■ Entries supplied ■
———

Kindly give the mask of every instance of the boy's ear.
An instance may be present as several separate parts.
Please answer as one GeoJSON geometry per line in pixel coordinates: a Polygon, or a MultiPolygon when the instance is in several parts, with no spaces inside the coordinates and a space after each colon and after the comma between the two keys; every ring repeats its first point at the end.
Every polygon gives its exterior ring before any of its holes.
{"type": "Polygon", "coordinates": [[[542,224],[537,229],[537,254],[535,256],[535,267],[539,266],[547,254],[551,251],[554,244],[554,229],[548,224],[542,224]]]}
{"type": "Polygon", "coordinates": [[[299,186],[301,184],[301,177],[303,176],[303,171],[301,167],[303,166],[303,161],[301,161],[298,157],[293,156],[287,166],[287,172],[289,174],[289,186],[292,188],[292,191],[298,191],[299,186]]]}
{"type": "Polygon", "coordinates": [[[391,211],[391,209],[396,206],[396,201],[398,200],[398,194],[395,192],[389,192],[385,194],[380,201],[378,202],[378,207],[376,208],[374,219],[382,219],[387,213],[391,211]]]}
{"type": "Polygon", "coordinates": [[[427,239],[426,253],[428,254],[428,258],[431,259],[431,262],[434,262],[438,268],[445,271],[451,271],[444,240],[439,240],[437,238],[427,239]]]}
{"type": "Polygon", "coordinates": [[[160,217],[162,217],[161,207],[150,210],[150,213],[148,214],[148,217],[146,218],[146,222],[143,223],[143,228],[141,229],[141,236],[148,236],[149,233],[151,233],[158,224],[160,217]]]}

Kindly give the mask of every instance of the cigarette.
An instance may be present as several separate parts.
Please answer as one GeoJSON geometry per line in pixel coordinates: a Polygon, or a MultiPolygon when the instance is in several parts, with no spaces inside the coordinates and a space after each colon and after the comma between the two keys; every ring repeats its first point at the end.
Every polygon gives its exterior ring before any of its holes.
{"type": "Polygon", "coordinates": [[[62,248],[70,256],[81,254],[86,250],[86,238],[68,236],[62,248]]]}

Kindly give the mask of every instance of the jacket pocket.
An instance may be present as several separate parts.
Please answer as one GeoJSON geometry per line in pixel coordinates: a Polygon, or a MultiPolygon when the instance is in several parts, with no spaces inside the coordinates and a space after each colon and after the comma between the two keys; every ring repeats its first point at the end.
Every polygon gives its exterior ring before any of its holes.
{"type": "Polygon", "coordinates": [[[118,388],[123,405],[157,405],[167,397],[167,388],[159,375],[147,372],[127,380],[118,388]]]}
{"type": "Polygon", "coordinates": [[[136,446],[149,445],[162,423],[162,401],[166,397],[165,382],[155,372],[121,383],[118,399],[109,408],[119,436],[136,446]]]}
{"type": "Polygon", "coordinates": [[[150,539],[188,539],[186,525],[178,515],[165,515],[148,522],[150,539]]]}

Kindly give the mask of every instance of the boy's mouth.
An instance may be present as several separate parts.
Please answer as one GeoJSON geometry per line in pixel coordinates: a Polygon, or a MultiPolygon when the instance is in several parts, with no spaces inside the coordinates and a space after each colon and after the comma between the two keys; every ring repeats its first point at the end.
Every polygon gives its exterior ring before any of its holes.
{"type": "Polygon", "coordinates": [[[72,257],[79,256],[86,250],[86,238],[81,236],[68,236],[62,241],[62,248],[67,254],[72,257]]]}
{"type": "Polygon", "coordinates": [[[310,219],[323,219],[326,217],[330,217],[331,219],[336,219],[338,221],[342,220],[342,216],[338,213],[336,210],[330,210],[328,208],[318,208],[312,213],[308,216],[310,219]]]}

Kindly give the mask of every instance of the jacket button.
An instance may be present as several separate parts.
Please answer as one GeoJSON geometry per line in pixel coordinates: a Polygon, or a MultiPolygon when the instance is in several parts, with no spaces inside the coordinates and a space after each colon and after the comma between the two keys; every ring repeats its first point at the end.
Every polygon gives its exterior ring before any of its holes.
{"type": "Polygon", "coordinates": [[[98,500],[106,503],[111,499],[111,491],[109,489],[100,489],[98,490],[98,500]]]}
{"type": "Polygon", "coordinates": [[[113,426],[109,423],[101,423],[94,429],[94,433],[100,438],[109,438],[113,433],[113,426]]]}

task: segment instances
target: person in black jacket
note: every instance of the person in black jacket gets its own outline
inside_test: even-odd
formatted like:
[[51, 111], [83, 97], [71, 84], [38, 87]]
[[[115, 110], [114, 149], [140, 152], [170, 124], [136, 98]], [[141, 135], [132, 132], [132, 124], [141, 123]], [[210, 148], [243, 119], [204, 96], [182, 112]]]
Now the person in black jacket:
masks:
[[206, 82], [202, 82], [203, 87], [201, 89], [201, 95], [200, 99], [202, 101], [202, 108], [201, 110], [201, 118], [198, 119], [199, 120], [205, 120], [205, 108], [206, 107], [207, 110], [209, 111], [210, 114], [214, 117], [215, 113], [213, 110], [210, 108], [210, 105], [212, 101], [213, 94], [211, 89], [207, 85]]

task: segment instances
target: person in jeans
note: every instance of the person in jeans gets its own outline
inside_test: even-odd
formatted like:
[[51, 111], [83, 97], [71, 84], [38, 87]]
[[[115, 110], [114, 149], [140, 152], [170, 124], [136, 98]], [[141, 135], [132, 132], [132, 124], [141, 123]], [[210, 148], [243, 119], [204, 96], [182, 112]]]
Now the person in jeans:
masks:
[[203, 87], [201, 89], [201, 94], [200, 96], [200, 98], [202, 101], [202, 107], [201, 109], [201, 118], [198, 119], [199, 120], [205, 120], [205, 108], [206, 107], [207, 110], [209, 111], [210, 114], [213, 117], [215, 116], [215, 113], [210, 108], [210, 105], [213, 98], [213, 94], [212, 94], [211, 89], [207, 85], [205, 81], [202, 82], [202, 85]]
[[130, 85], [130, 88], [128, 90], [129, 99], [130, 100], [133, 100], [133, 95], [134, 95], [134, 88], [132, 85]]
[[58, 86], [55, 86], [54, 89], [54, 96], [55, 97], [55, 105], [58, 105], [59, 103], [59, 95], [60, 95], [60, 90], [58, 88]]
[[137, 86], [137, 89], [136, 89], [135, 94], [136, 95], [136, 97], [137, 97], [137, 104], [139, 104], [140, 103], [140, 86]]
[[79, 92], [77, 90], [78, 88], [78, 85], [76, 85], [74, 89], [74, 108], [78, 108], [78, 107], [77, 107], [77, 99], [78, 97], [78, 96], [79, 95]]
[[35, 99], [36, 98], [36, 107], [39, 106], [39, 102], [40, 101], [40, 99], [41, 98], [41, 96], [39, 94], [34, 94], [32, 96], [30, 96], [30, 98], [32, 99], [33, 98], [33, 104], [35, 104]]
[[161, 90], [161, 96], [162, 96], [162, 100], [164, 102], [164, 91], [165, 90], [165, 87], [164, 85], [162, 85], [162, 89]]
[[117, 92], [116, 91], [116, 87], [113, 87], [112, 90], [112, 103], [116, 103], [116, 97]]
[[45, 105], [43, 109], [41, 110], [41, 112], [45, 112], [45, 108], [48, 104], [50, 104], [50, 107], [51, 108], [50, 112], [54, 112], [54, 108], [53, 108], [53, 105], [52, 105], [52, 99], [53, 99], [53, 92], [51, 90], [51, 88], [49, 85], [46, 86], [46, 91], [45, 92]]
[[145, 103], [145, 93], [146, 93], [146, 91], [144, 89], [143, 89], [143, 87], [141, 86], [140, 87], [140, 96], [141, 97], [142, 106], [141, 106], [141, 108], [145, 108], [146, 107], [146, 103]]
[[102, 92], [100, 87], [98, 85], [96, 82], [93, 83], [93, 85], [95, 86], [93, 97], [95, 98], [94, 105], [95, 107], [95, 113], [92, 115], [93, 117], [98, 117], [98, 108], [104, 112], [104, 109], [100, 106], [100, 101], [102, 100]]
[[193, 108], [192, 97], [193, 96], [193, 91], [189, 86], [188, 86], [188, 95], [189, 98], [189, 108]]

———

■ Exercise prompt ■
Locate each line in the data above that contains the word "Kindly" with the same capitalization, and copy those lines.

■ Solved exercise ■
Kindly give the mask of every instance of the boy's ear.
Kindly give the mask of every instance of the cigarette.
Kindly give the mask of every instance of the jacket pocket.
Kindly give the mask of every instance of the boy's mouth.
Kindly give the mask of every instance of the jacket button.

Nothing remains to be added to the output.